[Start of Text to read]
There have been quite a few pack rats in my family. When I was a kid, my family visited my great-grandparents almost every weekend; I think they had every issue of National Geographic going back at least 15 or 20 years. However, my grandmother has probably been the most 'successful' at being a pack rat. She has a walk-in closet, at least two other closets, and two bedrooms full of clothes, shoes, etc. When I say 2 bedrooms full, I mean, dressers, closets, boxes stacked around the room and/or a garment rack--all full. There are probably things that haven't seen the light of day in 30 years. And then there's the basement. One room is full of boxes, again accumulated over a long period of time. Admittedly it was quite useful when my friend and I were moving into our first apartment--we did half our kitchen shopping in my grandmother's basement.

I completely (well, mostly, at least in the case of my grandmother) understand how people accumulate so much... stuff. Shortly after getting married, Paramed and I (with the help of my parents) moved a HUGE Penske truck full of stuff to Grad School City (GSC). We kept pretty much everything when we moved from our first apartment in GSC to our first house in GSC--which provided even more room to accumulate stuff. After 3 years in that house, we moved into a large one bedroom apartment before leaving GSC. I was shocked at the amount of stuff we took to Goodwill and to the dump... and stored at our parents' homes. We got rid of even more stuff when we moved to the Northland (although my grandmother was quite concerned that we didn't have enough stuff to move).

What I find quite amusing and yet bizarre at the same time is this practice in science. Recently I was helping our unofficial lab manager go through stuff in preparation of the impending lab move. There were solutions with dates from more than 5 years ago, new and like-new items that hadn't been touched or seen in years, unopened cases of pipettes dated 1999...

This is certainly not unique to my current lab. Every couple of years, Bear would declare a date for lab cleanup, which actually took 2+ days. We would find equipment, solutions, boxes of samples with initials we didn't recognize... So we'd ask Bear, "What is that?" to which he would generally respond, "Oh, that's my first _________ ." (which was 20 years old and hadn't been used in at least 10). Or we'd ask "Who is XYZ?" which would occasionally take him a minute to figure out.

Some of this is due to 'well-meaning' predecessors who left crap at your bench because 'someone might use it'. I think this is just a way of turning it into to someone else's problem as you run out the door. When I left Bear's lab, I sought out those remaining behind based on their project or techniques and offered what I had that they might actually be able to use. If they didn't want it, there was no common stock of it, and it wasn't exorbitantly priced in the first place, then it was out. Because my successors should sure as hell be able to figure out how to make a Tris buffer, and it doesn't take that long to make it.

Some is due to the "But we might be able to use it sometime" mentality. That I can go with. To a point. Sure, there's a chance that some klutz, maybe even me, will knock over that bottle of buffer QZ from the special kit, but:
(a) the kit usually has some extra
(b) generally somewhere in the manual they tell you how to make buffer QZ
(c) there's no reason to keep near empty bottles
(d) there's no reason to accumulate three or five bottles of the same kit buffer
(e) when poly-whatever bottles start to turn yellow, it's been around for a while and do you really want to trust your samples with that?
[End of Text to read]
[Start of Dataset records]
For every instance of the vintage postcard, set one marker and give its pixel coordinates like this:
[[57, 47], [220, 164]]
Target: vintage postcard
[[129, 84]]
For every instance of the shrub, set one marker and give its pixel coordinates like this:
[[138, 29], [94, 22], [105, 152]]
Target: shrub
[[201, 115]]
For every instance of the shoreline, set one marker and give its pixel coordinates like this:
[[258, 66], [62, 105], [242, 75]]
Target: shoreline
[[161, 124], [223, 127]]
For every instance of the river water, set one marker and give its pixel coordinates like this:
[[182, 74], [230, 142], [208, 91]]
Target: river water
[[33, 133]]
[End of Dataset records]
Short task 1
From the text about pack rats, list the points given after "but:" against keeping extra bottles of kit buffer.
Short task 2
Write a continuation of the text about pack rats, beginning right after its final sentence.

Expected answer 1
(a) The kit usually has some extra.
(b) The manual generally explains how to make buffer QZ.
(c) There is no reason to keep near-empty bottles.
(d) There is no reason to accumulate three or five bottles of the same kit buffer.
(e) When poly-whatever bottles start to turn yellow, they have been around for a while, and they may not be trustworthy for samples.

Expected answer 2
I have similar feelings about keeping 10+ year old equipment. With very few exceptions (i.e. centrifuges), eventually equipment becomes obsolete. The parts can't even be used on the current equipment. It can't even interface with a computer. I don't foresee us returning to the pre-desktop computing dark ages, and if an electromagnetic pulse kills all the computers in the country, then we've got bigger problems to worry about anyway. Bottom line, if you've replaced it with something better and it hasn't been pulled out in years, then it's time for that equipment to go.

These behaviors are amusing, yet bizarre because labs are always complaining about not having enough space.

It is quite possible that, when I have my own lab, I will fall into some of these traps myself. I just hope that if I do, someone will look at offending object, then look at me, and say, "Seriously?"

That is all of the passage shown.